- **Stated goal**: Copy verbatim the passage of the forum thread comparing the Xenon CPU and Cell that lies between "Well, Well, Xenon" and "PPE in CELL.", inclusive.

- **Source text**:
Well, Well, Xenon CPU and Cell the same??

PC-Engine said:
Yep I heard MS wanted some of their own tech from their research division in there that IBM found pretty difficult to implement, but eventually did. You won't find that tech in the PPE in CELL.
Yeah.. Maybe their input was about stuff like that (from a Xenon related patent):
More specifically, to achieve best performance, many current CPU instruction sets require a user to perform a dot product using the Structure of Arrays (SOA) approach, as opposed to the more intuitive and user friendly Array of Structure (AOS) approach. In the former approach, the operand data used to perform the dot product is loaded into appropriate registers provided by the CPU. Then, this operand data is manipulated by "rotating" it in such a manner to accommodate the SOA approach used by the CPU. Namely, to perform a multiplication of one vector by another, this SOA technique effectively turns a 1.times.4 vector on its side to provide a 4.times.1 vector. This results in an inefficient use of register capacity, as only one lane of each register is now used to store vector data. Further, the operation of rotating a vector on its side (accomplished in a so-called "swizzling" operation) requires execution cycles that are "empty" in the sense of not performing any meaningful conversion of the vector data (that is, not performing any mathematical operations on the data). Allowing programmers to keep their data in AOS format greatly simplifies optimization efforts; by contrast, SOA is at odds with natural data structure design, and Application Program Interface (API) parameter passing. Further, SOA generally complicates the programmer's use of SIMD vector math instruction usage. The logic 800 overcomes these drawbacks by using the aforesaid AOS approach. (However, the CPUs employed in the present system 100 can be configured to perform the dot product using the SOA approach too; the user is thus afforded the option of performing the dot product using either the AOS approach or the SOA approach.)

- **Data block**:
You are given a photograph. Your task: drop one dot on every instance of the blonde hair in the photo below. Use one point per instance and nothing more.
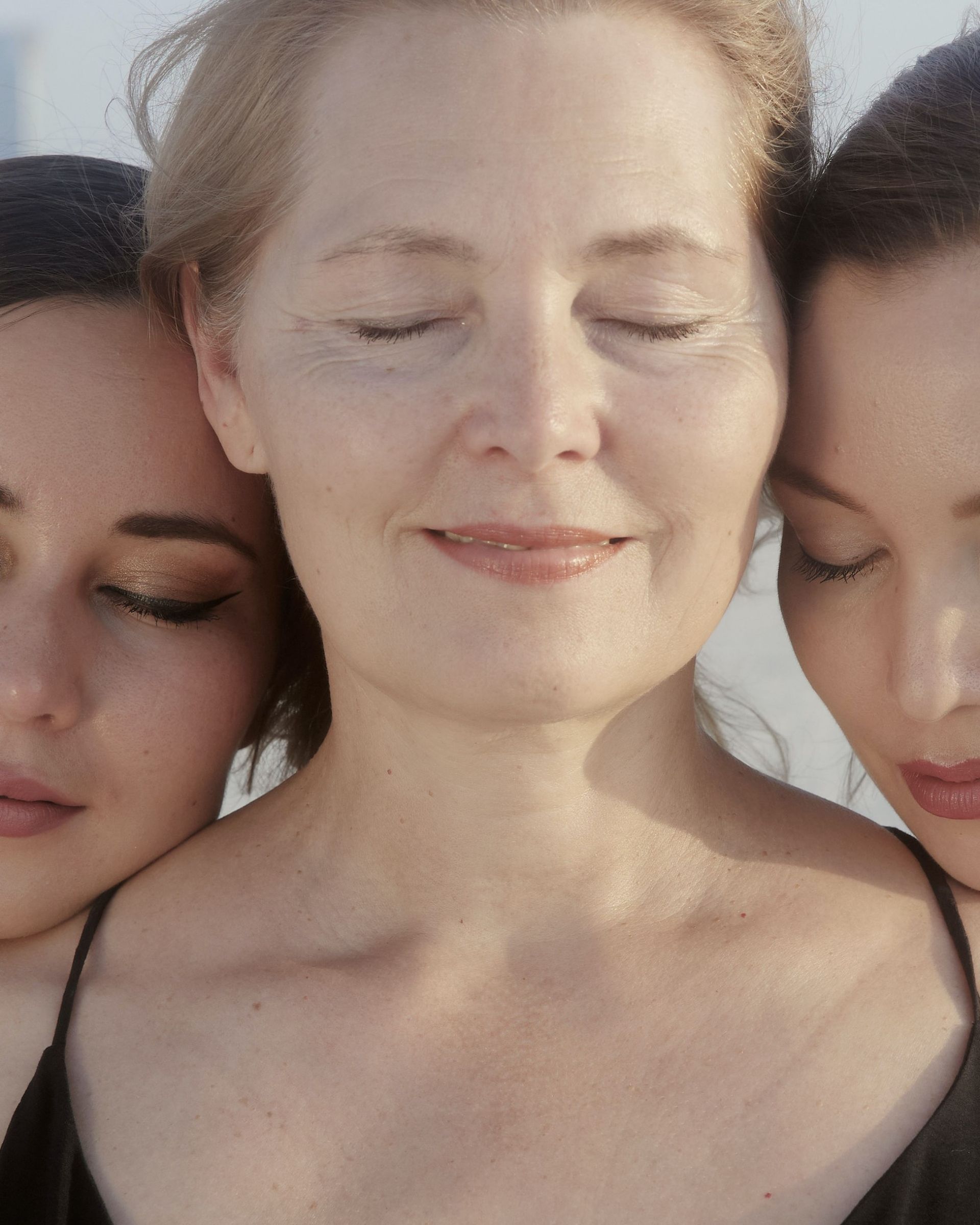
(216, 101)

- **Answer to this problem**:
Well, Well, Xenon CPU and Cell the same??

PC-Engine said:
Yep I heard MS wanted some of their own tech from their research division in there that IBM found pretty difficult to implement, but eventually did. You won't find that tech in the PPE in CELL.